RECORDS SUPPLIED >>
★ ★ ★ ★ ★ ★ ★

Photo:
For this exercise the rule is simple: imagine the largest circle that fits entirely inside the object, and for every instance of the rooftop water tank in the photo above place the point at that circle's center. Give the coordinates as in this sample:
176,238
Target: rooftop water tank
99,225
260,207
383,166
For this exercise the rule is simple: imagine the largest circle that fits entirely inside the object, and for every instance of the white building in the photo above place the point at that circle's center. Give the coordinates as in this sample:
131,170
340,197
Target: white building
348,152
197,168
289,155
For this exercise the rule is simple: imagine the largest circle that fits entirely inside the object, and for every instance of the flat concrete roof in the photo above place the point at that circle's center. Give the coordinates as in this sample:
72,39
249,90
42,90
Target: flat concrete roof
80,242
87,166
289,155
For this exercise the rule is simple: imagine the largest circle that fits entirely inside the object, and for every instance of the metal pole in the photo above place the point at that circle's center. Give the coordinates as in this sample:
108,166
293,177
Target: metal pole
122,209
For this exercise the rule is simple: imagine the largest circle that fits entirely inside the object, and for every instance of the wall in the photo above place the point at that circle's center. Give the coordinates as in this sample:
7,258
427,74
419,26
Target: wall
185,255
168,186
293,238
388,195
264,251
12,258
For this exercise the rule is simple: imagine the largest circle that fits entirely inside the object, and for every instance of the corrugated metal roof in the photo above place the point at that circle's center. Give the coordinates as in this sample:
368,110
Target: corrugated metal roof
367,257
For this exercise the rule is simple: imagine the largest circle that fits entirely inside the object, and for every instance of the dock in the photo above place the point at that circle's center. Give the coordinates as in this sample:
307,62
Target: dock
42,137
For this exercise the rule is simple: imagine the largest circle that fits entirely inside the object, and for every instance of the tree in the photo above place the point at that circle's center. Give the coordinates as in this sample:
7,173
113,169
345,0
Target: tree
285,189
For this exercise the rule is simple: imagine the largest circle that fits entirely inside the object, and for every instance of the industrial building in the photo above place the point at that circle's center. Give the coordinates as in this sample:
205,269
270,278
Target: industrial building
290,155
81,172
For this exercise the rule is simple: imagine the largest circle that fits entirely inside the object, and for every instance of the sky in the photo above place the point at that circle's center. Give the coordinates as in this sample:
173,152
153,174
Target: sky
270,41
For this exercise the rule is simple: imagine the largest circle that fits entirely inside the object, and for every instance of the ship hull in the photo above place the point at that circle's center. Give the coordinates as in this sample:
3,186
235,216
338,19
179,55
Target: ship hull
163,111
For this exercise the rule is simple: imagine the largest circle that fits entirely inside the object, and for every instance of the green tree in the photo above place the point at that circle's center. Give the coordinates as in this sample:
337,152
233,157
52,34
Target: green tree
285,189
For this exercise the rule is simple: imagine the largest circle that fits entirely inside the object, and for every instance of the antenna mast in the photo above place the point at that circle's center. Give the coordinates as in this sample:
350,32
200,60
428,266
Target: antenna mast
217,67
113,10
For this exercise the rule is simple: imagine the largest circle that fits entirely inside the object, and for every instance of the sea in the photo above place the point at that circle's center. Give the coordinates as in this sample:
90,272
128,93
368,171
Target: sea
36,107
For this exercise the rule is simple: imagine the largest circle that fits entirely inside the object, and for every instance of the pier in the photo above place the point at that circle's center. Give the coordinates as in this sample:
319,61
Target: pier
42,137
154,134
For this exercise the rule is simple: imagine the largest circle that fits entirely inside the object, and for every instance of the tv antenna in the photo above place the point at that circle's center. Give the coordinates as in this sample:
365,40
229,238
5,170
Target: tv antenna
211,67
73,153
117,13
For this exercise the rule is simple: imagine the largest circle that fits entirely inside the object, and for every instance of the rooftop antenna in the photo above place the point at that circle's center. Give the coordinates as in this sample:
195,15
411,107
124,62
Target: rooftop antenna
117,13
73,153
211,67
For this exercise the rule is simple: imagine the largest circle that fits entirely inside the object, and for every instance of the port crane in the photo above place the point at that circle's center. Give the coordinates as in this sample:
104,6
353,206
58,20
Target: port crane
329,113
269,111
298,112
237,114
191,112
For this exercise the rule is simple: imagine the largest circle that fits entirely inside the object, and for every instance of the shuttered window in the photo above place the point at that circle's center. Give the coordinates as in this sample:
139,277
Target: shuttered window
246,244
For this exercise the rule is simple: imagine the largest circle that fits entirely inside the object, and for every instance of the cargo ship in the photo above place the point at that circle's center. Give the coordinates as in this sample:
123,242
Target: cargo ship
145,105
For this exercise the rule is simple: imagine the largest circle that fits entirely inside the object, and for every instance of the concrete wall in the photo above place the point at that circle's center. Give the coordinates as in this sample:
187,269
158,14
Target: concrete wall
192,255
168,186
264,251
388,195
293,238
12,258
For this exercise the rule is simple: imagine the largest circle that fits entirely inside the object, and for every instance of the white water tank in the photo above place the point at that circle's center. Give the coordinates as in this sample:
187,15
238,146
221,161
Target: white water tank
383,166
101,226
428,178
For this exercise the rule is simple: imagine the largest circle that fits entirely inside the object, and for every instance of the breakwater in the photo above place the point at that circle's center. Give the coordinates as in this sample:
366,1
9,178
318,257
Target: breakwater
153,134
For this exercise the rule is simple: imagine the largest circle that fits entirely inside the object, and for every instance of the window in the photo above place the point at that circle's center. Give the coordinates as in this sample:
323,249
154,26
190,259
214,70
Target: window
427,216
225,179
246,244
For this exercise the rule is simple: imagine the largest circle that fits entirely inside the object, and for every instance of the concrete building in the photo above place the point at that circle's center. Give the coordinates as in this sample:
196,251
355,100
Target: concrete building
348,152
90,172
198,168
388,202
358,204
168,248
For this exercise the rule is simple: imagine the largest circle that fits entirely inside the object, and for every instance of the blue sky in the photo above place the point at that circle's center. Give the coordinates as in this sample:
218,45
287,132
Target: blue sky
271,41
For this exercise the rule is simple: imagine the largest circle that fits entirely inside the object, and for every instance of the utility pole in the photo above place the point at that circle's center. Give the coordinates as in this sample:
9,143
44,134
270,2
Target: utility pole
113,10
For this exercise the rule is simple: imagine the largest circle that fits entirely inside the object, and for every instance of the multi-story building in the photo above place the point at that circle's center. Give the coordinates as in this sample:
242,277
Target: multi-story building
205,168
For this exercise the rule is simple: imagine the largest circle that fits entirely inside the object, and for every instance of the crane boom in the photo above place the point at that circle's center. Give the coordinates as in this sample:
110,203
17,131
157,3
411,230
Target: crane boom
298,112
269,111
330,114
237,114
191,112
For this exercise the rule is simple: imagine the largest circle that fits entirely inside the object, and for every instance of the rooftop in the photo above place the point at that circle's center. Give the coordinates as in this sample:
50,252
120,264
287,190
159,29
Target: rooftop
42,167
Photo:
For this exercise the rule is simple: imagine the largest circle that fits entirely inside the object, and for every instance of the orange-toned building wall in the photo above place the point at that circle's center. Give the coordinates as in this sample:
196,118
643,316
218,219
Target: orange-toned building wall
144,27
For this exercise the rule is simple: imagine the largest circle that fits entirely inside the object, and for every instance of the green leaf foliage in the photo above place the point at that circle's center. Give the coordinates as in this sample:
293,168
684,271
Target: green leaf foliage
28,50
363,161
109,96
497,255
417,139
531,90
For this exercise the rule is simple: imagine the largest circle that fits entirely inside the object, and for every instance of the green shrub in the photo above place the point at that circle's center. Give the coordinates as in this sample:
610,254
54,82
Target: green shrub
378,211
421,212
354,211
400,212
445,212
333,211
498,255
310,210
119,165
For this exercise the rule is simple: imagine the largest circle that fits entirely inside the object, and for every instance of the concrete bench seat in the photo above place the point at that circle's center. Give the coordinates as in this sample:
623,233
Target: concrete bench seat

★ ★ ★ ★ ★ ★ ★

YOUR TASK >>
Check each line of the listing above for the string "seat" and return those that contain it.

SOLUTION >>
For this exercise the rule is simple: imagine the largest circle that fits entirely inside the object, and for every instance of the concrete bench seat in the photo above place the point at that circle's center. Give the coordinates as in this sample:
Target: concrete bench seat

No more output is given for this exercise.